Find the lines below in which the string "with" occurs. Copy each one.

(Dataset entries)
┄┄┄┄┄┄┄┄┄┄
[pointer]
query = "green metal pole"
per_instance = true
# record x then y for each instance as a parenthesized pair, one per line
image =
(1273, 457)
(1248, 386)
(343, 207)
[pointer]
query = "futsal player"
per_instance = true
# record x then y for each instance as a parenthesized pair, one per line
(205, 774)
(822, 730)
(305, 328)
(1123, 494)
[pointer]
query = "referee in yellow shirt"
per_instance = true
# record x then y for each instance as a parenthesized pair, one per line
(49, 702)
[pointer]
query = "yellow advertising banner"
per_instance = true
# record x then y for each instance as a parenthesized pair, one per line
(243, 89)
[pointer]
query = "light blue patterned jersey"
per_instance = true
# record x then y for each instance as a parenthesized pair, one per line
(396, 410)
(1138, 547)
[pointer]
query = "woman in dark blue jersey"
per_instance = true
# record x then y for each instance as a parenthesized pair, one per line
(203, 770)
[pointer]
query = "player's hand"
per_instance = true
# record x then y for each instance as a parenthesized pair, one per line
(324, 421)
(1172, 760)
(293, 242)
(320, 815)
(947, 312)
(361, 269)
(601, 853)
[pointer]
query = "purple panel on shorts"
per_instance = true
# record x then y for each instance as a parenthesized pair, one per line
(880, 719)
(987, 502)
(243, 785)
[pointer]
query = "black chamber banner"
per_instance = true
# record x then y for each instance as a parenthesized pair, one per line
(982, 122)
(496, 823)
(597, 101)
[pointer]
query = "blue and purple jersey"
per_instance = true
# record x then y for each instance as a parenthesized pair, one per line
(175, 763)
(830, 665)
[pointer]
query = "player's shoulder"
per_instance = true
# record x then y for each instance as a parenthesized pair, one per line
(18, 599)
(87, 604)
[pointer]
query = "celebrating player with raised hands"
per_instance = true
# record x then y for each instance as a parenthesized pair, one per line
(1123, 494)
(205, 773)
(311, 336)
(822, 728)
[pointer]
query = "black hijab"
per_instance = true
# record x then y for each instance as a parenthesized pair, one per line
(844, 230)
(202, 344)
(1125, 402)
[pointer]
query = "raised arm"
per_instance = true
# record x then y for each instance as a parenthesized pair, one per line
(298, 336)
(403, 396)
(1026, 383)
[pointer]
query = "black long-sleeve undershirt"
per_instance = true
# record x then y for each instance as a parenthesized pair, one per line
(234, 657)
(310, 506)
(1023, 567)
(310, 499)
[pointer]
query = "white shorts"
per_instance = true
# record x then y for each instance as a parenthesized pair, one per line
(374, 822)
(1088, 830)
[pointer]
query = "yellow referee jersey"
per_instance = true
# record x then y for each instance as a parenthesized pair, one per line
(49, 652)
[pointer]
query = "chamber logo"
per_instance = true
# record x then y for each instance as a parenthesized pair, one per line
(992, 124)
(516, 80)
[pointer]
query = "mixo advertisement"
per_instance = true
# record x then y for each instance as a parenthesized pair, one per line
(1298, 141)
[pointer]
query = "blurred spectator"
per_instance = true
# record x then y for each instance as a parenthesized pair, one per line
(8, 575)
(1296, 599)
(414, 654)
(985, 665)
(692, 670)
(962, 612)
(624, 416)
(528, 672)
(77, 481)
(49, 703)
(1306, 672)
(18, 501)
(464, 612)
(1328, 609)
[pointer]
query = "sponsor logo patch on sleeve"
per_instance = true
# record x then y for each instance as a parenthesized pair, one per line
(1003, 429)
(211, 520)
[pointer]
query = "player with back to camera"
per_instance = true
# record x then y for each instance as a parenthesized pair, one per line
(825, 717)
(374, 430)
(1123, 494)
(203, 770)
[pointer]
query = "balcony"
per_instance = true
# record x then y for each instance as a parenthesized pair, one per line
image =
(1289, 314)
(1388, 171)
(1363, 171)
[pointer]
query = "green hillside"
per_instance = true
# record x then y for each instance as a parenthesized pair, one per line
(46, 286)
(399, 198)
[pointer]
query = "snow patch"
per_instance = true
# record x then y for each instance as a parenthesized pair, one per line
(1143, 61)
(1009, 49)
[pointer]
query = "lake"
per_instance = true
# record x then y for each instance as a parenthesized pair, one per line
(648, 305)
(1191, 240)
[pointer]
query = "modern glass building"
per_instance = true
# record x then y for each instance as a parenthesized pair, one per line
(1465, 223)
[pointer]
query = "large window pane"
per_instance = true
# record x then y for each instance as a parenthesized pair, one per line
┄┄┄┄┄┄┄┄┄┄
Response to the exercise.
query = "celebrating player with raised hands"
query = "player with back to camera"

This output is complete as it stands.